Put every line of the data below into a numbered list, leaving out any blank lines.

____ DATA TO USE

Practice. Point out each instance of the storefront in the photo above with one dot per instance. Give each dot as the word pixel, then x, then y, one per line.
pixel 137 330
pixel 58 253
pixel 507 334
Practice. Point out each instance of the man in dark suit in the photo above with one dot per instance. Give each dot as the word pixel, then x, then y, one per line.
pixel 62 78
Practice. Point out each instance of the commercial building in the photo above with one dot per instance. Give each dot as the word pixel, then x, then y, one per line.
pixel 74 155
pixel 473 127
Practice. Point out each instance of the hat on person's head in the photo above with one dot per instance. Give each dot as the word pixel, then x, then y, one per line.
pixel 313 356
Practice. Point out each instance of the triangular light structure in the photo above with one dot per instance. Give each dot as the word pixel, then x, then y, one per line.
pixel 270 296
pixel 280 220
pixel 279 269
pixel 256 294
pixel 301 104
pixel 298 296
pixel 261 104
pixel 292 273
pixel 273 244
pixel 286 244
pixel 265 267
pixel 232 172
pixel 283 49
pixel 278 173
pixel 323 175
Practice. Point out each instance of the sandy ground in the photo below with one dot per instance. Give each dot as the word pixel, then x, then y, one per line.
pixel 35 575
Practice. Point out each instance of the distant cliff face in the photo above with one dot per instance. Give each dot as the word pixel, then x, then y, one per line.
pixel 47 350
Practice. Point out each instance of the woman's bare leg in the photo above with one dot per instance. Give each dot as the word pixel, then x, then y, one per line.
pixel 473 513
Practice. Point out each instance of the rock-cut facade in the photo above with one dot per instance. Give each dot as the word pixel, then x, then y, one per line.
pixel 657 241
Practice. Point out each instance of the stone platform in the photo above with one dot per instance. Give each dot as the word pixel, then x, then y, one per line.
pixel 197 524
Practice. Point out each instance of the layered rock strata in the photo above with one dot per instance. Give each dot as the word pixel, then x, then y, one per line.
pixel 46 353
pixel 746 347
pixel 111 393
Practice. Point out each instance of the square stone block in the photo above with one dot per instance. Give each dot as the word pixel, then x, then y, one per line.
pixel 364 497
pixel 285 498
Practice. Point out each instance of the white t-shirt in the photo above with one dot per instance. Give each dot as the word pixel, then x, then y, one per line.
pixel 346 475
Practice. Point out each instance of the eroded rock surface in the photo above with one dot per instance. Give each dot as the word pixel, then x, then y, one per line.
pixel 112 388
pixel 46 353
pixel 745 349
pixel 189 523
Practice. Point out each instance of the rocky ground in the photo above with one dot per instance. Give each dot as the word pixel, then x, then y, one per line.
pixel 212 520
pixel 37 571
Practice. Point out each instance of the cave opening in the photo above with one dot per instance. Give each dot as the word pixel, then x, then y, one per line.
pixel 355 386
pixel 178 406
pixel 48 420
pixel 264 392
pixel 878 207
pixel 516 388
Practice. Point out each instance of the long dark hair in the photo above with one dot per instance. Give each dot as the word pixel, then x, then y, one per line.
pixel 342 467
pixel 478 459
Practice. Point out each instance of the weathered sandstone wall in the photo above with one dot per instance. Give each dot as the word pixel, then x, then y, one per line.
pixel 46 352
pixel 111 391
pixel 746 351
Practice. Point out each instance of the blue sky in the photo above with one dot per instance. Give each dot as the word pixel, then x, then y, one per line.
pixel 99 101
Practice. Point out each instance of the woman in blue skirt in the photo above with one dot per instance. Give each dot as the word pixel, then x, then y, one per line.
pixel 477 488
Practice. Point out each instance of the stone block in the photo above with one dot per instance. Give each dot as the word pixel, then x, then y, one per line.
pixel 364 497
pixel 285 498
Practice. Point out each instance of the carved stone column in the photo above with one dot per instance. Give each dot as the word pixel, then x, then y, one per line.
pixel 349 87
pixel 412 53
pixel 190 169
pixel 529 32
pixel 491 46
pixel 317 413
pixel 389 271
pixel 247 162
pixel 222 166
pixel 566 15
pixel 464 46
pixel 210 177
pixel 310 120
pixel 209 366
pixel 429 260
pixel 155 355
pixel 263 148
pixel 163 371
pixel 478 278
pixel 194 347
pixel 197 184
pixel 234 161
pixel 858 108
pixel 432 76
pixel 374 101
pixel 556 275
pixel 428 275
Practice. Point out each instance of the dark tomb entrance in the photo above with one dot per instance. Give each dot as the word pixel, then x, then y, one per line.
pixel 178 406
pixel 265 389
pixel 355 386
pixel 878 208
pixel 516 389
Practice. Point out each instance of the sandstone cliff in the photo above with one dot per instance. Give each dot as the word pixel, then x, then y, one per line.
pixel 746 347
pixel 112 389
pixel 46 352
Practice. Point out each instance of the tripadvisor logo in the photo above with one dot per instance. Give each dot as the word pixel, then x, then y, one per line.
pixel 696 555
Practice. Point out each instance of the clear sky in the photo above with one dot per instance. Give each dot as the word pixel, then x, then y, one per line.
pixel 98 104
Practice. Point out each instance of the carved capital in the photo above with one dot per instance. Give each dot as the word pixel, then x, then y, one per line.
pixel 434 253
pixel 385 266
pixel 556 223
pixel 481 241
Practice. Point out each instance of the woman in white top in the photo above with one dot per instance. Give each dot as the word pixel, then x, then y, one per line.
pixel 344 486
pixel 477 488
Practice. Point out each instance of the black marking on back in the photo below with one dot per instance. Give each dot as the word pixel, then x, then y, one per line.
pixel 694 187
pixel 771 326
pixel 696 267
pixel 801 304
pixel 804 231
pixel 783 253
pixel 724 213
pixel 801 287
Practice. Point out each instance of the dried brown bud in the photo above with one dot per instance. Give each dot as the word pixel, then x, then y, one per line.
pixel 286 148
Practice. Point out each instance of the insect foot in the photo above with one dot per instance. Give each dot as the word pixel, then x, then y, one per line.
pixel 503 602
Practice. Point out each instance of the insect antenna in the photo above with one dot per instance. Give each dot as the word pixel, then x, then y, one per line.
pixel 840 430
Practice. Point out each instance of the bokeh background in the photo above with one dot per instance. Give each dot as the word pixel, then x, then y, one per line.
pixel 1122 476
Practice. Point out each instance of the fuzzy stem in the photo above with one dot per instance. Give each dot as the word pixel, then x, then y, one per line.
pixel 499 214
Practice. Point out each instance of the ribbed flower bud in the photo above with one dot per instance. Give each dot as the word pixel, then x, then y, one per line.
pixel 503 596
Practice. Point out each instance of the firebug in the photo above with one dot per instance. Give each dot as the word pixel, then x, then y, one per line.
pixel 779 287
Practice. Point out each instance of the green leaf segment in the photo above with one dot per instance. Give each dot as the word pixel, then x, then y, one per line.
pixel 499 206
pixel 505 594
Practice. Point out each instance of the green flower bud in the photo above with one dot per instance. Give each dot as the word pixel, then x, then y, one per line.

________

EXERCISE OUTPUT:
1. Practice. Point out each instance of the storefront in the photo above with one dot per instance. Give each dot as the word pixel, then x, then y, one per line.
2. pixel 137 330
3. pixel 58 253
4. pixel 507 334
5. Practice. Point out each instance of the man in dark suit in the photo above with one dot per instance. Give each dot as the word pixel, then x, then y, one per line.
6. pixel 62 78
7. Practice. Point out each instance of the commercial building in the photo above with one dot per instance. Give each dot as the word pixel, then x, then y, one per line.
8. pixel 74 155
9. pixel 473 127
10. Practice. Point out each instance of the hat on person's head in the photo above with one dot per instance. Give each dot as the word pixel, then x, then y, one per line.
11. pixel 313 356
12. Practice. Point out each instance of the triangular light structure in the photo above with one dot per instance. Give each dot as the word pixel, then x, then y, one per line.
13. pixel 270 296
14. pixel 280 220
15. pixel 279 269
16. pixel 256 294
17. pixel 301 104
18. pixel 298 296
19. pixel 261 104
20. pixel 292 273
21. pixel 273 244
22. pixel 286 244
23. pixel 265 267
24. pixel 232 172
25. pixel 283 49
26. pixel 278 173
27. pixel 323 175
28. Practice. Point out each instance of the sandy ground in the photo below with one dot per instance. Give each dot as the word pixel, then x, then y, one per line.
29. pixel 35 575
30. Practice. Point out each instance of the distant cliff face in the photo above with one dot per instance. Give each dot as the word pixel, then x, then y, one per line.
31. pixel 47 350
32. Practice. Point out each instance of the woman's bare leg in the photo above with one dot per instance. Give each dot as the word pixel, then x, then y, one per line.
33. pixel 473 513
34. Practice. Point out each instance of the rock-cut facade in the photo above with one dot per instance. Give each dot as the word pixel, then x, then y, one per line.
35. pixel 657 241
36. Practice. Point out each instance of the stone platform in the photo above with one dot per instance. Give each dot as the word pixel, then x, then y, one per line.
37. pixel 197 524
38. Practice. Point out each instance of the layered rock strata in the photo above with one dot per instance. Give each dot as the word pixel, then x, then y, one per line.
39. pixel 46 353
40. pixel 746 347
41. pixel 111 393
42. Practice. Point out each instance of the square stone block in the photo above with one dot per instance. Give each dot as the word pixel, then x, then y, one per line.
43. pixel 364 497
44. pixel 285 498
45. Practice. Point out each instance of the white t-shirt in the photo above with one dot per instance. Give each dot as the word pixel, then x, then y, one per line.
46. pixel 346 475
47. Practice. Point out each instance of the eroded rock surface in the photo above with one dot per instance. Give each dot as the word pixel, then x, then y, one per line.
48. pixel 112 388
49. pixel 46 353
50. pixel 745 349
51. pixel 189 523
52. Practice. Point out each instance of the rocky ground in the photo above with one dot per instance. Give each dot as the word pixel, then x, then y, one per line.
53. pixel 212 520
54. pixel 37 571
55. Practice. Point out each instance of the cave opening in the photo above with one dot per instance. Give each dot as the word pixel, then x, then y, one per line.
56. pixel 355 386
57. pixel 178 406
58. pixel 48 420
59. pixel 264 392
60. pixel 878 207
61. pixel 516 388
62. Practice. Point out each instance of the long dark hair in the photo above with one dot per instance. Give each dot as the word pixel, then x, then y, one per line.
63. pixel 342 467
64. pixel 478 459
65. Practice. Point out each instance of the weathered sandstone wall in the photo above with one dot per instance. Give each dot as the word pixel, then x, then y, one per line.
66. pixel 46 352
67. pixel 111 391
68. pixel 746 351
69. Practice. Point out each instance of the blue sky in the photo above with one dot per instance. Give each dot as the word pixel, then x, then y, one per line.
70. pixel 99 101
71. Practice. Point out each instance of the woman in blue skirt in the photo above with one dot per instance. Give each dot as the word pixel, then x, then y, one per line.
72. pixel 477 488
73. Practice. Point out each instance of the stone block in the photo above with one dot per instance. Give each dot as the word pixel, then x, then y, one per line.
74. pixel 364 497
75. pixel 285 498
76. Practice. Point out each instance of the carved stone column in the photo above with one dot per instance. Give each dot as the word pixel, then x, then y, one per line.
77. pixel 349 87
78. pixel 412 53
79. pixel 190 169
80. pixel 529 32
81. pixel 491 46
82. pixel 317 413
83. pixel 389 271
84. pixel 247 162
85. pixel 222 166
86. pixel 566 15
87. pixel 464 46
88. pixel 210 177
89. pixel 310 120
90. pixel 209 366
91. pixel 429 260
92. pixel 155 355
93. pixel 263 148
94. pixel 163 371
95. pixel 478 278
96. pixel 194 347
97. pixel 197 184
98. pixel 234 161
99. pixel 858 108
100. pixel 432 76
101. pixel 374 101
102. pixel 556 275
103. pixel 428 275
104. Practice. Point out each instance of the dark tomb entrance in the photo above with one dot per instance. Give each dot as the word pixel, then x, then y, one per line.
105. pixel 178 406
106. pixel 265 389
107. pixel 355 386
108. pixel 878 208
109. pixel 516 389
110. Practice. Point out each instance of the sandstone cliff in the photo above with one dot per instance. Give each dot as the word pixel, then x, then y, one per line.
111. pixel 746 347
112. pixel 112 389
113. pixel 46 352
114. Practice. Point out each instance of the tripadvisor logo in the photo above with one dot per instance. Give each dot as the word pixel, then x, then y, one per line.
115. pixel 696 555
116. Practice. Point out each instance of the clear sky in the photo above with one dot per instance. Give each dot as the word pixel, then x, then y, one per line.
117. pixel 98 104
118. Practice. Point out each instance of the carved capital in the photo above with one dot per instance. Give each dot as the word pixel, then x, then y, one per line.
119. pixel 434 253
120. pixel 385 266
121. pixel 556 223
122. pixel 481 241
123. Practice. Point out each instance of the woman in white top in the photo above with one dot per instance. Give each dot as the word pixel, then x, then y, one per line.
124. pixel 344 486
125. pixel 477 488
126. Practice. Point out each instance of the black marking on back in the photo below with one dot per instance. Give each dot as the word pixel, then x, then y, one per line.
127. pixel 694 187
128. pixel 771 326
129. pixel 696 267
130. pixel 801 304
131. pixel 804 231
132. pixel 783 253
133. pixel 724 213
134. pixel 801 287
135. Practice. Point out each instance of the dried brown bud in the photo above with one dot per instance. Give each dot as the word pixel, then x, then y, one per line.
136. pixel 286 148
137. Practice. Point out each instance of the insect foot in the photo above with one dot per instance. Give each dot as the word pixel, then x, then y, one per line.
138. pixel 503 602
139. Practice. Point out each instance of the insect antenna in the photo above with one dot per instance. Give each dot as the word pixel, then x, then y, one per line.
140. pixel 840 430
141. Practice. Point out each instance of the bokeh background in the photo above with one dot per instance. Give each dot as the word pixel, then x, then y, one per line.
142. pixel 1122 476
143. Practice. Point out each instance of the fuzzy stem in the photo above with one dot per instance. Give each dot as the word pixel, then x, then y, one per line.
144. pixel 499 214
145. Practice. Point out each instance of the ribbed flower bud in the photo above with one dot per instance. Give each dot as the word pixel, then x, then y, one per line.
146. pixel 503 596
147. Practice. Point out each instance of the firebug in the photo above with one dot per instance. Give each dot as the word pixel, then x, then y, one per line.
148. pixel 779 287
149. Practice. Point out each instance of the green leaf segment in the photo above with one dot per instance. Give each dot as the word pixel, then x, then y, one per line.
150. pixel 499 206
151. pixel 505 594
152. Practice. Point out each instance of the green flower bud in the photo above with one dot per instance. Give each dot as the word pixel, then x, then y, one per line.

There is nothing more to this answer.